- [ROWS]:
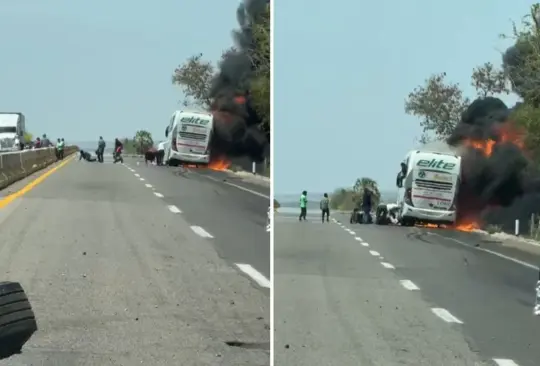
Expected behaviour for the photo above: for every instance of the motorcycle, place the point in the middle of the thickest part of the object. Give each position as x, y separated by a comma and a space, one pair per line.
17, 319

...

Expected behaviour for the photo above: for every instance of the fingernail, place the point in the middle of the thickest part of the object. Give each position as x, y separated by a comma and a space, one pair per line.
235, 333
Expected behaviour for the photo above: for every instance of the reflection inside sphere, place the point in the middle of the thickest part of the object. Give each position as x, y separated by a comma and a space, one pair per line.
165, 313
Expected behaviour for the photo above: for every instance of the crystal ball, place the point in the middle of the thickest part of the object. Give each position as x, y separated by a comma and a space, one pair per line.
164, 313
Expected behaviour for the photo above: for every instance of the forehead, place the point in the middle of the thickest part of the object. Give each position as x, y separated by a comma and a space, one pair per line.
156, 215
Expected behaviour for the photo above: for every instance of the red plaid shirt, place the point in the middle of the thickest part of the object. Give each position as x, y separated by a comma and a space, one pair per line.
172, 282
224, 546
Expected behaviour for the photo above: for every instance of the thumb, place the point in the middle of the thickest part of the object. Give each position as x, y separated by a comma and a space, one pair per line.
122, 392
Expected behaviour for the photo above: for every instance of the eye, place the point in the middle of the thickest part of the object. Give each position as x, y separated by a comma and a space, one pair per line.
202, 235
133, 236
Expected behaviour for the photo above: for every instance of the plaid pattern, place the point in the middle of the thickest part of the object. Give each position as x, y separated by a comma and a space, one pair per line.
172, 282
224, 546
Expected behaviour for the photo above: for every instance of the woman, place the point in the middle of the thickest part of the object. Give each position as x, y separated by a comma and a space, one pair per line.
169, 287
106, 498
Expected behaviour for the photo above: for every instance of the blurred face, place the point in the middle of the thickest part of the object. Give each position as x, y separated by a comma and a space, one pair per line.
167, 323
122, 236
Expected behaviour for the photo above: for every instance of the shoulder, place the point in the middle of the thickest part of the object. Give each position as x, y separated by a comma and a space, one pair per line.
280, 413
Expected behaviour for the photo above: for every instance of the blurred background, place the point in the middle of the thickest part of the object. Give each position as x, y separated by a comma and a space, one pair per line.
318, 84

- [TO BE DONE]:
Tally the lines among the rows above that contain the string "plaid", and give only that number.

- [EXERCISE OUTPUT]:
2